**COMPITO BREVE**
Puoi riscrivere soltanto le righe dalla riga che contiene "Outline trekking pole handle below." fino alla riga che contiene "154, 417, 167, 500", quest'ultima inclusa, sostituendo "handle" con "grip" e lasciando tutto il resto invariato? Nella risposta ometti le immagini.

**MATERIALE DELL'ESERCIZIO**
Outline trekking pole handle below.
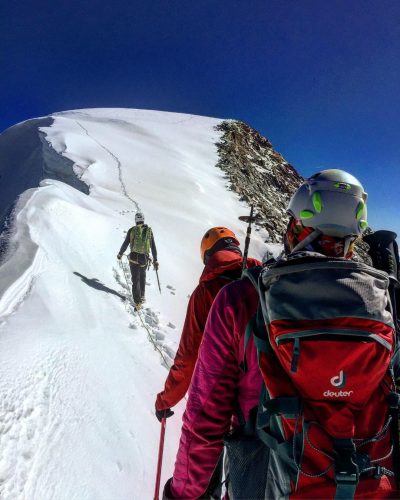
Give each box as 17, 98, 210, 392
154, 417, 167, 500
---
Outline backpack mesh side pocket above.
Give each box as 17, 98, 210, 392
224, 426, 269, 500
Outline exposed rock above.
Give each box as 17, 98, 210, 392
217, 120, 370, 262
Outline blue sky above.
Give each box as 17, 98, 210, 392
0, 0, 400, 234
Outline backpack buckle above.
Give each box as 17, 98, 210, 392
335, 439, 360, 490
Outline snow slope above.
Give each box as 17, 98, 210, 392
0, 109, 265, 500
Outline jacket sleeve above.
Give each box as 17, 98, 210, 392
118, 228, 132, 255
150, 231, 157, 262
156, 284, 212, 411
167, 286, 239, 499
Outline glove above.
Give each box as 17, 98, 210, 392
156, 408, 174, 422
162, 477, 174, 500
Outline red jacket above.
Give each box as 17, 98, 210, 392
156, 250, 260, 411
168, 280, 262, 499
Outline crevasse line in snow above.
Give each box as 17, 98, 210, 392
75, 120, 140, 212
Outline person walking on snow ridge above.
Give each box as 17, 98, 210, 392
* * *
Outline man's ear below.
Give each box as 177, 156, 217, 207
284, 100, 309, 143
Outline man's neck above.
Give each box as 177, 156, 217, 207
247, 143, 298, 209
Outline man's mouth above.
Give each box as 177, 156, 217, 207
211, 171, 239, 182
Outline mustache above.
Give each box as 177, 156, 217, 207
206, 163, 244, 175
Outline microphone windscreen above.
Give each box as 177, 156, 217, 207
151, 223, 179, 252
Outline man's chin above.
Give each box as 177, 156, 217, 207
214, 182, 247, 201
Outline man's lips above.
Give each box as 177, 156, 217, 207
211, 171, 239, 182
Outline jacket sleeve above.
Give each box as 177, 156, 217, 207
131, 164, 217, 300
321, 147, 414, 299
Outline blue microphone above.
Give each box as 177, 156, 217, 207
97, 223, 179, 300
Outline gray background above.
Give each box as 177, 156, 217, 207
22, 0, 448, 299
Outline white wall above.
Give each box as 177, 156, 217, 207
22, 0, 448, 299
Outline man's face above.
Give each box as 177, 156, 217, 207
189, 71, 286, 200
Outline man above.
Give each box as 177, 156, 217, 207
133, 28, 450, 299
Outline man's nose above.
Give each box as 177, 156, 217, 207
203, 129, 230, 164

**RISULTATO DELL'ESERCIZIO**
Outline trekking pole grip below.
Give each box as 17, 98, 210, 392
154, 417, 167, 500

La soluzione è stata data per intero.